DOCUMENT TEXT:
I know it’s not a very popular idea to talk about exclusivity right now – that there is only one right way and all other ways are wrong. We like inclusivity. We like acceptance. But Jesus says there is only one way. He says, “I am the way and the truth and the life. No one comes to the Father except through me” (Jn 14:6).
Unfortunately, many have rejected this one way throughout the centuries. The Jews of Jesus’ time rejected him because of his humility. They wanted a Messiah who would come as a respected king and mighty conqueror. They wanted a Messiah who would change their physical reality from being oppressed by the Roman Empire to becoming their own, powerful and independent nation like during the times of King David.
And what about today? Why do people reject the one way, the one truth, and the one life? This question really has two layers to it. There are those outside the Christian faith who reject Jesus because of his claims of exclusivity. They would ask what makes Christianity different from any other religion? Why should I believe that Christianity is the only way? And we’ve talked about that recently. You can go back to the April 19th service if you missed it. But even within Christianity, sadly, there are many different denominations saying different things. Some say that, in the end, Jesus will reconcile all people to himself – believers and unbelievers. This is called Christian universalism. Others say that it’s all about the works you do in life, either to balance out the bad things you have done (works righteousness) or as a proof that you truly are a believer. And then, throw into the mix of all this the Postmodern concept of tolerance, and we have to accept as valid the beliefs of any other branch of Christianity and you’ve completely stumbled over what Scripture plainly says – what Jesus plainly says, “I am the way and the truth and the life. No one comes to the Father except through me” (Jn 14:6). Then, you are no longer letting Jesus be the cornerstone that should set your angles and head your corners. You are fashioning your life, your faith, by your own design.

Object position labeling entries
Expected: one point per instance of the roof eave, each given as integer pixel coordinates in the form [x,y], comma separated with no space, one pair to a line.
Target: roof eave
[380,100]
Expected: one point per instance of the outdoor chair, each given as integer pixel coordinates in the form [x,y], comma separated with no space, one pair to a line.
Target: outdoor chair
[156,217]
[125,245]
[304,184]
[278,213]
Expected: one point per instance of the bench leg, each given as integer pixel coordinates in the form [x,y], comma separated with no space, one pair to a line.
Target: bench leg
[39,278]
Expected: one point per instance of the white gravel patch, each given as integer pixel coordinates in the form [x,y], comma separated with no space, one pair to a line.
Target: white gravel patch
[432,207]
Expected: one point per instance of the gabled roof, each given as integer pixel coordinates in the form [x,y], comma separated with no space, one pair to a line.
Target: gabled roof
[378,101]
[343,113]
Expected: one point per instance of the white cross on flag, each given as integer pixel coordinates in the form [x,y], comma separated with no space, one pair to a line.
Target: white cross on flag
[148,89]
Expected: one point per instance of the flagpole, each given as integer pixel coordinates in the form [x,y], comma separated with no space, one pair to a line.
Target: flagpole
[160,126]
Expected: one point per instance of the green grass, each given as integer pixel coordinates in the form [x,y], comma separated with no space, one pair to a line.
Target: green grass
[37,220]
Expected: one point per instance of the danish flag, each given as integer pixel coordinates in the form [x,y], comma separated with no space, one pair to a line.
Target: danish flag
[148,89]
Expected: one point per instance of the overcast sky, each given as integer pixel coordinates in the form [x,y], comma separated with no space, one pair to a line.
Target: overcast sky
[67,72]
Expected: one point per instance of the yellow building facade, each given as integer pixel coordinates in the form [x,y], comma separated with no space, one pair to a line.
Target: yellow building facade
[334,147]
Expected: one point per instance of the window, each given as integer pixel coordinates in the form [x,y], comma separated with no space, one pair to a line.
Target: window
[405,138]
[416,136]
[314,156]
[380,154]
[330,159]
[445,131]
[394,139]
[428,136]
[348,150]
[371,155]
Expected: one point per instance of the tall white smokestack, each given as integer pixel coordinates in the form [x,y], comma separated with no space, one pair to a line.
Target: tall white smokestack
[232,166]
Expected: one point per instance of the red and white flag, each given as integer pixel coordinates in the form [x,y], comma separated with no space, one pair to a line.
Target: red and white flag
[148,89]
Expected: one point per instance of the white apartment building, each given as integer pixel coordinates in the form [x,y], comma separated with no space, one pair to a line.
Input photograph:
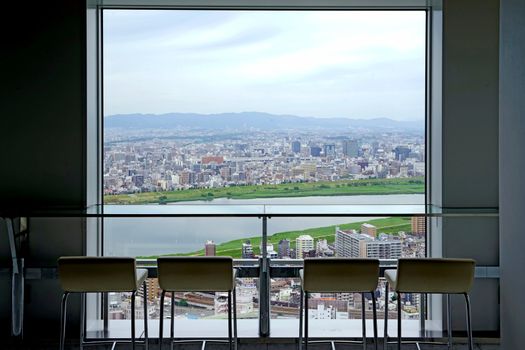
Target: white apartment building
[303,243]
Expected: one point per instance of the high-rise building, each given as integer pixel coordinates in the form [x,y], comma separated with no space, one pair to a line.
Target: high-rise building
[296,147]
[351,244]
[418,225]
[322,248]
[187,177]
[401,152]
[283,249]
[369,229]
[329,150]
[303,244]
[315,151]
[247,250]
[350,148]
[210,248]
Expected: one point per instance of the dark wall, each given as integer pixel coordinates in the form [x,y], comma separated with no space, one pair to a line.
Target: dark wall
[512,172]
[42,109]
[42,122]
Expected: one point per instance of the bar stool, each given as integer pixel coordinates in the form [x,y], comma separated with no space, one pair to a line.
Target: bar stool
[197,274]
[336,275]
[437,276]
[81,274]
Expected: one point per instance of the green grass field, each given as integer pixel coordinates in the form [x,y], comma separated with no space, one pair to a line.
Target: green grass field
[233,248]
[415,185]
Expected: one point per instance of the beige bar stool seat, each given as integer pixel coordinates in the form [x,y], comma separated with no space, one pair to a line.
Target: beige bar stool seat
[338,275]
[197,274]
[81,274]
[439,276]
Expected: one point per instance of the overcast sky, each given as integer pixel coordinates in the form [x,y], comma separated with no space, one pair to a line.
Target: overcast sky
[354,64]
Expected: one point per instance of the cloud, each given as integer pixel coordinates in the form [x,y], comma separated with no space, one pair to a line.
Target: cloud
[320,63]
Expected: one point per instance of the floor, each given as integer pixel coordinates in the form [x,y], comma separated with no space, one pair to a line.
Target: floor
[252,345]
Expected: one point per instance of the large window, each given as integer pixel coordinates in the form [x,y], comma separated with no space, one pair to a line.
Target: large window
[231,107]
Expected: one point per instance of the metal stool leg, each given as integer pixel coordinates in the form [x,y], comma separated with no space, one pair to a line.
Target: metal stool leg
[305,320]
[63,317]
[363,319]
[398,321]
[133,294]
[235,318]
[82,319]
[374,316]
[469,323]
[449,323]
[172,324]
[146,342]
[161,321]
[301,310]
[385,331]
[230,331]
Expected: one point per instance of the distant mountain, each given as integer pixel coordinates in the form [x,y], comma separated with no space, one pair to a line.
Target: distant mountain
[251,120]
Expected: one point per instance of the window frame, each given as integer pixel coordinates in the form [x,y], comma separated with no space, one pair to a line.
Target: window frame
[95,92]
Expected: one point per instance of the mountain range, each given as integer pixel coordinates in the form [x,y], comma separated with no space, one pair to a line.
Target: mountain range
[251,120]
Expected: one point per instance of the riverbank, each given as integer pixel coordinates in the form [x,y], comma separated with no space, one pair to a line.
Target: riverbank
[414,185]
[233,248]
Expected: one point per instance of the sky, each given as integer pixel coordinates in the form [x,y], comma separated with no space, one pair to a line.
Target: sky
[351,64]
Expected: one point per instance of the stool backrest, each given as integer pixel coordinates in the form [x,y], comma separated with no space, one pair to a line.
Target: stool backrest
[196,274]
[435,275]
[340,275]
[97,274]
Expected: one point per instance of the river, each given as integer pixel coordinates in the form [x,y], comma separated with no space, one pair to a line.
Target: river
[156,236]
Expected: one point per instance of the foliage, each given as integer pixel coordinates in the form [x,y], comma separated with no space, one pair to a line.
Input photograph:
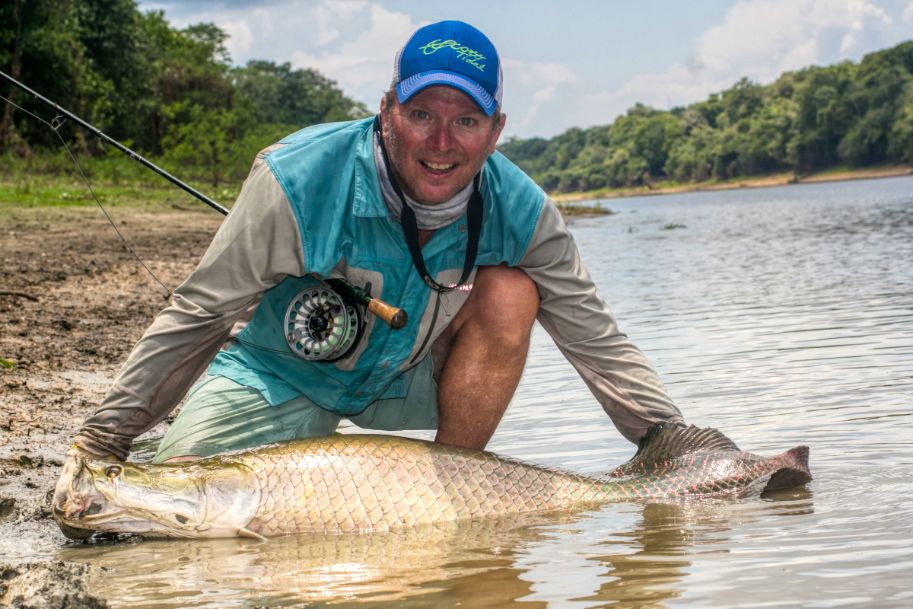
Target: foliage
[852,115]
[168,93]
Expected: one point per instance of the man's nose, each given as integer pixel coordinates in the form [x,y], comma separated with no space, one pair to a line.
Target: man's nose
[441,137]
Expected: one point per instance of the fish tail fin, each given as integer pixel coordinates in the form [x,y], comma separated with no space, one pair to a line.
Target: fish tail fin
[665,441]
[792,471]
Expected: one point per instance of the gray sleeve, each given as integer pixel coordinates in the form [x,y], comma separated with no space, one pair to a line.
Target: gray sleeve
[585,331]
[256,247]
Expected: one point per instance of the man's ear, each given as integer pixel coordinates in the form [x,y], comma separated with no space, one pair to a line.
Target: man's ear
[498,128]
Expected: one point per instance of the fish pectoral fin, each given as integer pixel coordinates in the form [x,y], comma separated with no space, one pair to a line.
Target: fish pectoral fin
[245,532]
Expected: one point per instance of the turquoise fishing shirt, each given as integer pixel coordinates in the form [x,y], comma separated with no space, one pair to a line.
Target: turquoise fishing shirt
[329,176]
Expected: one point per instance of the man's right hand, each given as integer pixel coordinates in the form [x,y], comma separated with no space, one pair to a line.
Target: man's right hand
[71,468]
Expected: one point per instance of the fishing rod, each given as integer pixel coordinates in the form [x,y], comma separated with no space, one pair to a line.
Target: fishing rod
[395,317]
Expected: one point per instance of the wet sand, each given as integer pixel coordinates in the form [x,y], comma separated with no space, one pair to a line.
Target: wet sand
[72,303]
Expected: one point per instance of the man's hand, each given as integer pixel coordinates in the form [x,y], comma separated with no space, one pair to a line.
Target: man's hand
[71,468]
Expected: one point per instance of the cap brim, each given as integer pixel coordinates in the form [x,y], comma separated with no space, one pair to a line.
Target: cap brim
[412,85]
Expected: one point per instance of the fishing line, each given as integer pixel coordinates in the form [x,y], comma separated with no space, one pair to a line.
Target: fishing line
[321,326]
[54,125]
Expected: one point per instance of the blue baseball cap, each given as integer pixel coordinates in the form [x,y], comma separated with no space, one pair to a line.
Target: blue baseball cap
[450,53]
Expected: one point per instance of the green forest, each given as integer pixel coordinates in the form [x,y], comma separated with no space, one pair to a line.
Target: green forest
[850,115]
[176,96]
[172,94]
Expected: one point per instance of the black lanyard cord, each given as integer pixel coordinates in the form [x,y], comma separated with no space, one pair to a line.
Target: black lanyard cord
[410,225]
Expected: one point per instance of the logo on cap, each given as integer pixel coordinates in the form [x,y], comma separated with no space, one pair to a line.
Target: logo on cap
[470,56]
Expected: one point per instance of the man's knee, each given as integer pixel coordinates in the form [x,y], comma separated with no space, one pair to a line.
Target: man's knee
[504,301]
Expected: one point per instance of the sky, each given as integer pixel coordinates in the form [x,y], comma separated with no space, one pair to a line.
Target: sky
[567,63]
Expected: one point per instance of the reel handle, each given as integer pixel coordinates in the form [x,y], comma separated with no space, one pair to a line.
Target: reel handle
[395,317]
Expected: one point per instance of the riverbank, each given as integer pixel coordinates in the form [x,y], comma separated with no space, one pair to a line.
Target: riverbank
[566,200]
[72,303]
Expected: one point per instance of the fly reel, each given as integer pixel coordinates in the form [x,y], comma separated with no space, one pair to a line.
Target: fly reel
[321,326]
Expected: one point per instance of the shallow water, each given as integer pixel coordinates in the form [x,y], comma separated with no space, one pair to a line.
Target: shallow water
[782,316]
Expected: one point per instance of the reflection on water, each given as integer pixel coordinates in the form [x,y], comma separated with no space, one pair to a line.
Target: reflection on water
[629,555]
[782,316]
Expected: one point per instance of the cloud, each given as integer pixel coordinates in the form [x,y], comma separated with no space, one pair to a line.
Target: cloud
[362,61]
[535,82]
[758,39]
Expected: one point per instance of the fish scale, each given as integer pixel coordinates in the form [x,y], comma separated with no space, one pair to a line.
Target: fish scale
[378,483]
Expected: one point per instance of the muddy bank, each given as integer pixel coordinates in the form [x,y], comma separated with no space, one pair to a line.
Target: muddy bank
[72,303]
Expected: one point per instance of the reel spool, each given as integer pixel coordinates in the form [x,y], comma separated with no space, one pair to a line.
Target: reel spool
[321,326]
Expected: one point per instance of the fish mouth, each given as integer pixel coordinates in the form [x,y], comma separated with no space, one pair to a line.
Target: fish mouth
[793,473]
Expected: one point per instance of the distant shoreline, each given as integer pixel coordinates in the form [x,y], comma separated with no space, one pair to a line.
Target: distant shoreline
[779,179]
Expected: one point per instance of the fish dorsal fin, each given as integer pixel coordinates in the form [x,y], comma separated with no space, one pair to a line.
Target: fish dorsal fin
[667,441]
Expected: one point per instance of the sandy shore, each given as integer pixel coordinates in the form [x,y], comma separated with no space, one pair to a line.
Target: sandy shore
[72,303]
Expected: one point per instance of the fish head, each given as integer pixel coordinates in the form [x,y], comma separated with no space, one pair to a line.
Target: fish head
[209,498]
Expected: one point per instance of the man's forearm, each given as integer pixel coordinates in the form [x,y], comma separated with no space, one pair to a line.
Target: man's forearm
[166,361]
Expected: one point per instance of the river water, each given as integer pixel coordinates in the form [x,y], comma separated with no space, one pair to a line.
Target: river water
[782,316]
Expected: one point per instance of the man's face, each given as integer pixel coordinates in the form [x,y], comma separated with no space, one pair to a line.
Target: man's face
[437,141]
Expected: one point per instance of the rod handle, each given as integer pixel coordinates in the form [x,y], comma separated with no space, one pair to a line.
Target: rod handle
[396,318]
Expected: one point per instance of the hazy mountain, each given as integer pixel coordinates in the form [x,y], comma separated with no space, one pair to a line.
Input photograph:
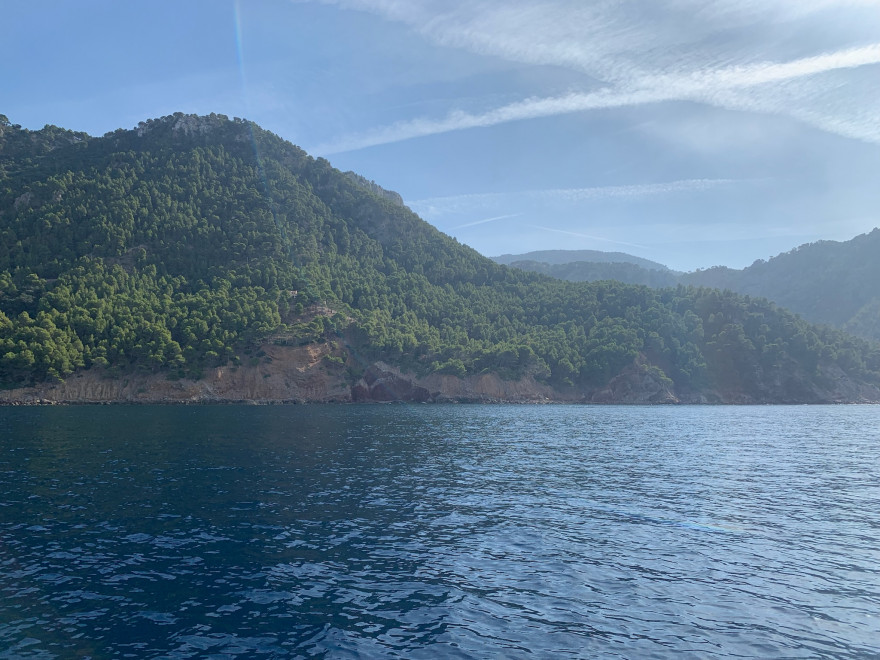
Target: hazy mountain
[836,283]
[570,256]
[198,248]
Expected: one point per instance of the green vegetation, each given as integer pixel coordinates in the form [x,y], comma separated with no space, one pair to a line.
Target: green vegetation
[189,241]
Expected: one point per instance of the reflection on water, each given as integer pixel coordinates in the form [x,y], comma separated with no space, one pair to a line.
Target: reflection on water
[426,531]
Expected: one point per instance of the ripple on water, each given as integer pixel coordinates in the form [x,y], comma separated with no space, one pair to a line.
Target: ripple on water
[460,531]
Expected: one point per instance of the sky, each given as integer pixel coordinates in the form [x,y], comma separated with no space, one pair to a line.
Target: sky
[692,133]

BRIEF: In the passage on Jesus as the only way, copy the part that begins at the words "I know it’s" and stops after "of King David.", changing each "Messiah" to "Savior".

SOLVED PROBLEM:
I know it’s not a very popular idea to talk about exclusivity right now – that there is only one right way and all other ways are wrong. We like inclusivity. We like acceptance. But Jesus says there is only one way. He says, “I am the way and the truth and the life. No one comes to the Father except through me” (Jn 14:6).
Unfortunately, many have rejected this one way throughout the centuries. The Jews of Jesus’ time rejected him because of his humility. They wanted a Savior who would come as a respected king and mighty conqueror. They wanted a Savior who would change their physical reality from being oppressed by the Roman Empire to becoming their own, powerful and independent nation like during the times of King David.